### EXCERPT TO READ:
Roger was consecrated Archbishop of York on 10 October 1154. When he went north to York, the legal scholar Vacarius, who had been part of Theobald's household, followed Roger and spent the next 50 years in the north. Vacarius was responsible for introducing Roman civil law into England, and did so under the patronage of Roger. He wrote a standard textbook on the civil law, the Liber pauperum, and was an important advisor for Roger.

Roger attended the Council of Tours in 1163, along with several other English bishops. Pope Alexander III named Roger a papal legate in February 1164, but his powers did not include the city of Canterbury or anything to do with Archbishop Becket. They did, however, include Scotland.

In late 1164 Roger led a deputation from Henry II that visited the papal court, or curia, to try to persuade Alexander III that any decision on the deposition of Becket should take place in England under a papal legate, rather than in Rome. While Becket was in exile, Roger also managed to secure papal permission for archbishops of York to carry their cross in front of them anywhere in England, a right that had long been a bone of contention between Canterbury and York. Later, the pope rescinded the permission, but consistently refused to give primacy to either Canterbury or York in their struggles.

Roger did not like monks, and William of Newburgh said that he often referred to the foundation of Fountains Abbey as the worst mistake of Archbishop Thurstan's episcopate. Roger also was accused of avarice, and of making unworthy clerical appointments. However, he also started the rebuilding of York Minster, which had been damaged by fire in 1137, built the Archbishop's Palace, York, and helped with the building of a church at Ripon. He also endowed the school at York with an annual income of 100 shillings.

==Controversy with Becket==

Roger got drawn into the controversy with Becket because Henry II wanted to have his eldest living son crowned as king during Henry's lifetime.(Traditionally, the ceremony is performed by the Archbishop of Canterbury) This was a new practice for England, but was a custom of the Capetian kings of France, which Henry decided to imitate. Henry II insisted that his son, Henry, be crowned at Westminster Abbey on 14 June 1170 by Archbishop Roger of York. Also present at the coronation were the bishops of London, Salisbury, Exeter, Chester, Rochester, St Aspah, Llandaff, Durham, Bayeux, Évreux and Sées. The only English bishops absent seem to have been Winchester, Norwich, Worcester, and, of course, Thomas Becket, Archbishop of Canterbury, who was in exile. The remaining English sees were vacant. This overstepped a long tradition which reserved coronations to the Archbishop of Canterbury, a reservation confirmed as recently as 1166 by Pope Alexander III. In 1170, however, Henry II received papal permission to have Roger crown the younger Henry, a permission which Alexander later revoked.

### WHAT YOU HAVE TO DO:
Pick up the text on Roger, Archbishop of York, right after its final sentence and keep going in the same style.

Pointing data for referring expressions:
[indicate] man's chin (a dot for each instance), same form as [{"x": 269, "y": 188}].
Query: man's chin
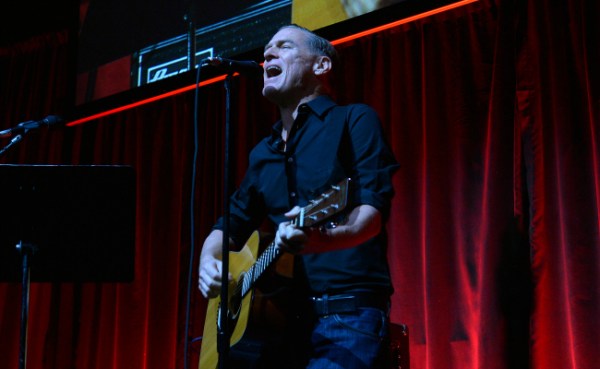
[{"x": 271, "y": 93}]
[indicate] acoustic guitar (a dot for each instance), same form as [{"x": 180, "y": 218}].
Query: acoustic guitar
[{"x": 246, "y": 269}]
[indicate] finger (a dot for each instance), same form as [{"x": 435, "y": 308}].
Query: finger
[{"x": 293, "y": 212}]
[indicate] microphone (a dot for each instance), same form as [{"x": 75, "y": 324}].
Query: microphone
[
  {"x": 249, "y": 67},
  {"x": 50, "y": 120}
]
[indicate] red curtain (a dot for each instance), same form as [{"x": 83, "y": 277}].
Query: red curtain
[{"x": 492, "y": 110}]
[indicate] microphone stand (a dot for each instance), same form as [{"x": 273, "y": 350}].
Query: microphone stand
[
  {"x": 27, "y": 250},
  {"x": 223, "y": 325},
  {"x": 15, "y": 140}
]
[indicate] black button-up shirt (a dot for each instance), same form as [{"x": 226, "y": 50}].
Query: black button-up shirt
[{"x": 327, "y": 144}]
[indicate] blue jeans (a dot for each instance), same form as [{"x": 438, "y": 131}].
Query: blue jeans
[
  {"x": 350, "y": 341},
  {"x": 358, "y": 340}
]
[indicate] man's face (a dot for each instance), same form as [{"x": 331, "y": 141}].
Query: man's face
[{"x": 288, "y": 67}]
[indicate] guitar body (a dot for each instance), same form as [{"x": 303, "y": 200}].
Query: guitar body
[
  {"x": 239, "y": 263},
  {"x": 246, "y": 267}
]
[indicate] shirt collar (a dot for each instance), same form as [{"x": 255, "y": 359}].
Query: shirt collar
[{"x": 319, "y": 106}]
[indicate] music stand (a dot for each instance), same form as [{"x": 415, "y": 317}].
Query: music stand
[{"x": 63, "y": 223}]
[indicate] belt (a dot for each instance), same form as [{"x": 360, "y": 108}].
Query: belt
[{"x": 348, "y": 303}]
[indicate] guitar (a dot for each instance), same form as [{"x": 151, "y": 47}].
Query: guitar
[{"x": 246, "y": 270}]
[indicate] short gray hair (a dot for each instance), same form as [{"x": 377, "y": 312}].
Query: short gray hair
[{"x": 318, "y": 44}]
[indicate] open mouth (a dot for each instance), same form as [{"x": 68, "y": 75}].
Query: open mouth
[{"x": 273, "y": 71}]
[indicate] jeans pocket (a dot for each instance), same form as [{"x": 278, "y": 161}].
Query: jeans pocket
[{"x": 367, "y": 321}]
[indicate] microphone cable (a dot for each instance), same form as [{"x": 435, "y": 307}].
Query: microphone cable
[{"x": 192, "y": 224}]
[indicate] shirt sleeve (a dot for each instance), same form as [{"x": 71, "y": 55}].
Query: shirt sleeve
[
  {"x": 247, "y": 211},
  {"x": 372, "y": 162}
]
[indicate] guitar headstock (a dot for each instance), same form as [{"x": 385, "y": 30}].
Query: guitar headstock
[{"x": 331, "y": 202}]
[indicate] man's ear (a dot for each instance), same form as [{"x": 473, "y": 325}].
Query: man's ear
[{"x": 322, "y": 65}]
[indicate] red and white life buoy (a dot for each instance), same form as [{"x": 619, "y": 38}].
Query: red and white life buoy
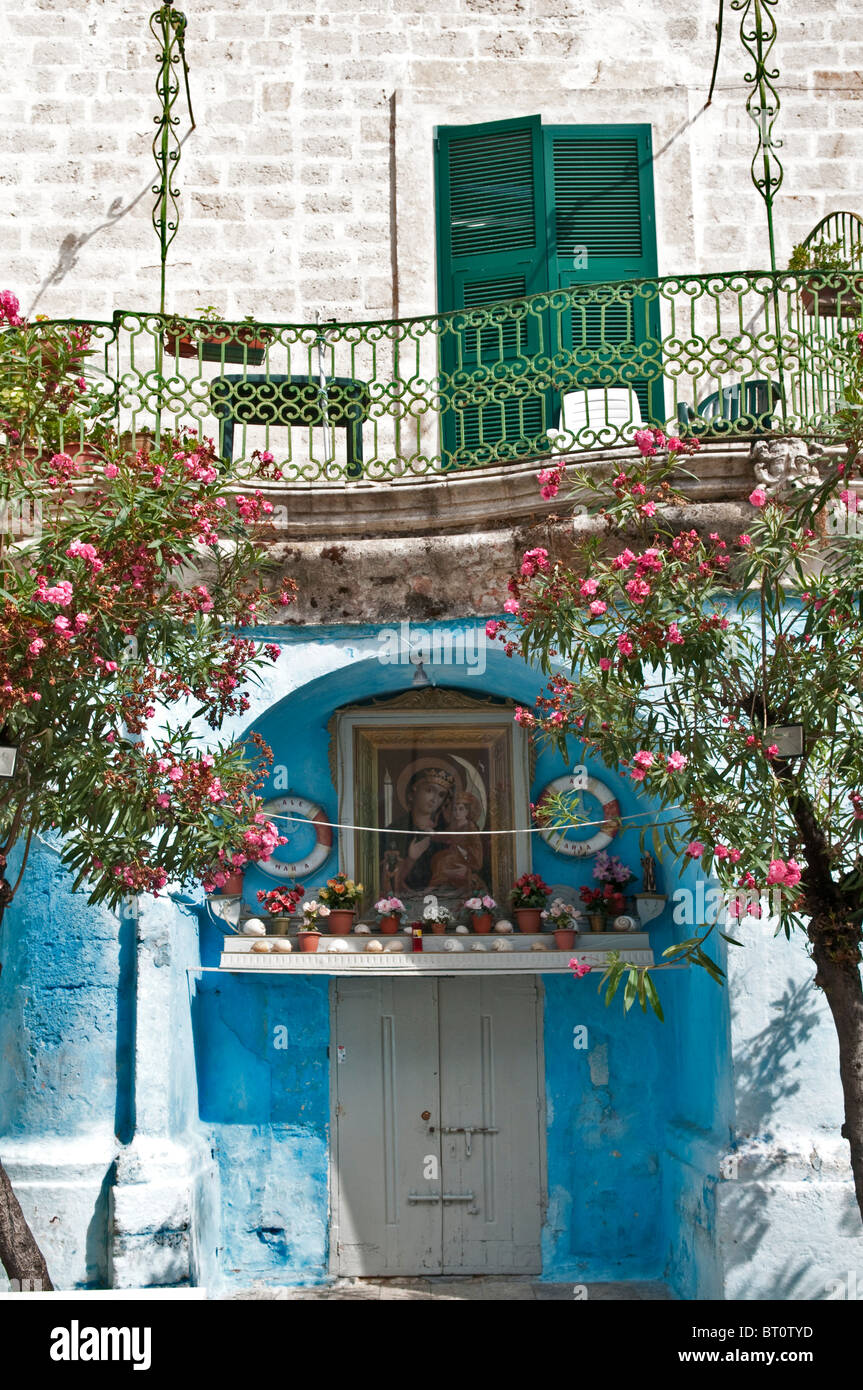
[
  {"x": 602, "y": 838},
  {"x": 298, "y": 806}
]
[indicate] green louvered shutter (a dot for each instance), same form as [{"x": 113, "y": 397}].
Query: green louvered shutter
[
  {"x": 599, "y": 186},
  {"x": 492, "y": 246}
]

--

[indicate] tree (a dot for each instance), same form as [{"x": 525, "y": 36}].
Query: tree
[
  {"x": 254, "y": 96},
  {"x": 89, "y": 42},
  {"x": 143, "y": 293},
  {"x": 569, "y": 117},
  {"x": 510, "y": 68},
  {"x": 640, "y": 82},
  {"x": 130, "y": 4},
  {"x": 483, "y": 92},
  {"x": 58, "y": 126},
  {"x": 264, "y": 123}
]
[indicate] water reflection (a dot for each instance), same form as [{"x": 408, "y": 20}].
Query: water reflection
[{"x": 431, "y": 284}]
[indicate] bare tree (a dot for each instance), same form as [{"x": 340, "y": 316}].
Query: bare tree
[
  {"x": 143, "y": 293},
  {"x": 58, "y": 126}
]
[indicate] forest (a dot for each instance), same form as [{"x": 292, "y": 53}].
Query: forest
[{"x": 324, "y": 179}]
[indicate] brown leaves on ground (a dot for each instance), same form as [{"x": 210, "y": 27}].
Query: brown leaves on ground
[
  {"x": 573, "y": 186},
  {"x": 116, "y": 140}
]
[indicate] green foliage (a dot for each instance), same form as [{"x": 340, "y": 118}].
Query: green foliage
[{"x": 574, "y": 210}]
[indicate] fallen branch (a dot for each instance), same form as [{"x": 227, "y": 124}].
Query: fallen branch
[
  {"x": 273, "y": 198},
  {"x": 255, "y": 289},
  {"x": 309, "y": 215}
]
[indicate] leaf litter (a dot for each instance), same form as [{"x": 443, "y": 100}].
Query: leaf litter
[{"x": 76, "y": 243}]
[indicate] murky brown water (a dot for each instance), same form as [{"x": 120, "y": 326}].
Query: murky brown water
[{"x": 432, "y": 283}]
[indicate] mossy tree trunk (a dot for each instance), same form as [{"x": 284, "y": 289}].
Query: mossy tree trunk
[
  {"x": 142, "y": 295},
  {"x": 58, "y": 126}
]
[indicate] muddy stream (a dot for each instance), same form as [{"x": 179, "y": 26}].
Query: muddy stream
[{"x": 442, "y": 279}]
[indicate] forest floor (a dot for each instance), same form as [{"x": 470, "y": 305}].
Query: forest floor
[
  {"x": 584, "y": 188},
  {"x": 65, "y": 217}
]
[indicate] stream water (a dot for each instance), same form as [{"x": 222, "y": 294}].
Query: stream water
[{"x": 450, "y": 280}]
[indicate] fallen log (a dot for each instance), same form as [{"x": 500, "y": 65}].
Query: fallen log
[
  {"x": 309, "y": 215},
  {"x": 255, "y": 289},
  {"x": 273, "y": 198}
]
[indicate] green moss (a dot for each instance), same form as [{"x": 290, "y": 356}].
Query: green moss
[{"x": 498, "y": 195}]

### RESULT FOR THIS TASK:
Before Becket returned to England, on 1 December 1170, he excommunicated Roger, as well as Gilbert Foliot the Bishop of London and Josceline de Bohon the Bishop of Salisbury. After Becket landed in England, the three excommunicates went to Becket and asked for absolution, but while Becket was willing to absolve Gilbert and Josceline, he insisted that only the pope could absolve an archbishop. Roger persuaded the others that they should stick together, and all three went to King Henry in Normandy, to secure the king's permission for their appeals to Rome.

Roger's and his fellow bishops' stories to Henry are often cited as the spark that touched off the king's anger at Becket and led to his martyrdom. However, it was more probably the stories of Becket's behaviour upon arrival in England that caused Henry's anger, and which indirectly led to the death of Becket. Pope Alexander III suspended Roger because he was implicated in Becket's death, but was restored to office on 16 December 1171.

==Death and afterwards==

Roger died on 26 November 1181 and was buried at Durham. Other sources give the date of death as 22 November or 20 November. After Roger's death, the king declared his will invalid and confiscated most of his wealth. Henry's excuse was that bishops' wills made after the bishop became ill, that bequeathed most of their property to charity, were invalid.

Roger had one son, named William, at some point in his career. Some verses in hexameter written by Roger to Maurice of Kirkham, the prior of Kirkham Priory, are extant and have been published as part of Maurice's works. York remained vacant from Roger's death in 1181 until 1189.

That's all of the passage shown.